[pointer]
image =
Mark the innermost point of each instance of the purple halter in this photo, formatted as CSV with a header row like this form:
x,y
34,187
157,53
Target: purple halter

* _WHAT YOU WILL DO_
Repeat the data verbatim, line after line, leaving nothing out.

* _PROBLEM SOLUTION_
[pointer]
image =
Mark the innermost point of each instance of the purple halter in this photo, formatted as CSV with a header row like this form:
x,y
34,187
157,53
Target: purple halter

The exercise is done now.